## Start Passage to read
Collectors-Music-Reviews

The Rolling Stones — Paris Was Hot (No Label)

Rolling Stones - Paris Was Hot

The Rolling Stones, “Paris Was Hot” (no label). Live at Stade de France, Paris, France, June 16th, 2007.

DISC ONE (66:20): Opening, Start Me Up, Let’s Spend The Night Together, Rough Justice, All Down The Line, She Was Hot, Waiting On A (Listed as ‘The’) Friend, Can’t You Hear Me Knocking, I’ll Go Crazy, Tumbling Dice, Band Introductions, Happy, (I) Wanna Hold You.

DISC TWO (49:32): It’s Only Rock ‘N Roll, It’s All Over Now, You Got Me Rocking, Honky Tonk Women, Sympathy For The Devil, Satisfaction, Brown Sugar, Jumping Jack Flash.

Paris may have been hot, but the Rolling Stones, sadly, were not. Were they an entertaining and legendary spectacle for those who were at the Stade de France that June 16 night in 2007?  Almost certainly. Were they occasionally hard, gleaming, and ageless as a diamond (a brisk, hot-wired “All Down The Line” and the bop-and-stroll evergreen “It’s All Over Now” were perhaps THE evening’s highlights)? Sure.

But for the most part, despite scrabbling and trying to punch their way through the duff notes and muffed solos, this just wasn’t the Stones’ night. And they knew it. Or, more specifically, guitarists Keith Richards and Ron Wood – both of them main culprits in the mess – knew they blew it.

“Shit, I’ll make it up as I go along,” croaked Keef gamely, after forgetting the lyrics mid-set on his signature song, “Happy,” which sounded barely held together by bits of twine, glue, and vague collective sense-memory.

Were it not for the potent horn section and the professionally peerless backing vocals of Lisa Fischer, Bernard Fowler, and Blondie Chaplin, the tune would surely have collapsed in a slovenly heap reminiscent of how Keith crashed in hotel rooms across the globe during those halcyon ‘70s (and usually, we don’t care for the “entourage” approach employed by the Stones and many other classic rock bands that perform with the assistance of a legion of backup singers and musicians).

When “Happy” wheezed and wobbled to its conclusion and the unconditionally forgiving audience responded enthusiastically (reassuringly?), Keith chuckled. “Oh, you want another one?” he queried. “You must be mad.” And then lurched into a brutally bad “Wanna Hold You” that somehow succeeded in making the previous number sound as silky smooth as Steely Dan.

These moments and more have all been preserved for dubious posterity on “Paris Was Hot,” a double-disc set by, presumably, the same “no name” label folks who brought us the ambitious six-disc “Stones In The Dome” set earlier this year (which we also heard and reviewed for CMR). The title seems an odd tribute to the little-played (for good reason, it turns out) boilerplate rocker, “She Was Hot,” which is given a choppy, woefully out-of-tune treatment here. Somebody must have dropped the knitting needle because that “ancient art of weaving” among guitars Keith always talks about unravels quickly.

Like “Stones In The Dome,” the packaging, disc labels, and sleeve design for “Paris Was Hot” are clean, crisp, and professional, with an attractive assortment of high quality color, period-correct photographs of the band on stage. The sound, while a bit thin at times, is relatively clear and strong, with the vocals (Mick Jagger, Keith, and backing vocalists) and the guitars placed front and center, similar to the overall sound quality we get on “Dome.” Overall, this comes across as a very good to excellent audience recording, similar to “It’s A Man’s, Man’s, Man’s World,” Rattlesnake’s release of this concert (the only other issue of this show, as far as we know) a few years back.
## End Passage to read
## Start Data section
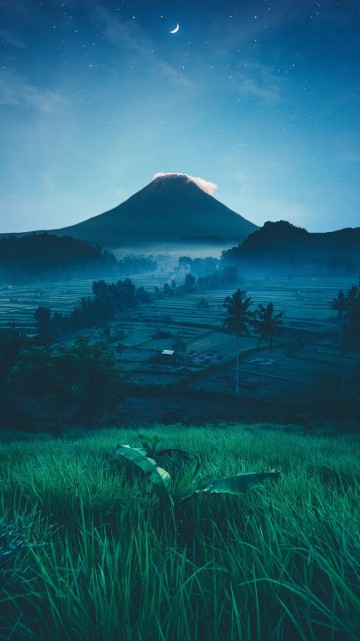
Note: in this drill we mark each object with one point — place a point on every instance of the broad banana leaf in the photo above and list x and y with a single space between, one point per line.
158 477
186 486
239 483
## End Data section
▶ _Work required_
Reproduce the part of the concert review above that begins at the words "But for the" and ends after the words "they blew it.".

▶ _Solved exercise_
But for the most part, despite scrabbling and trying to punch their way through the duff notes and muffed solos, this just wasn’t the Stones’ night. And they knew it. Or, more specifically, guitarists Keith Richards and Ron Wood – both of them main culprits in the mess – knew they blew it.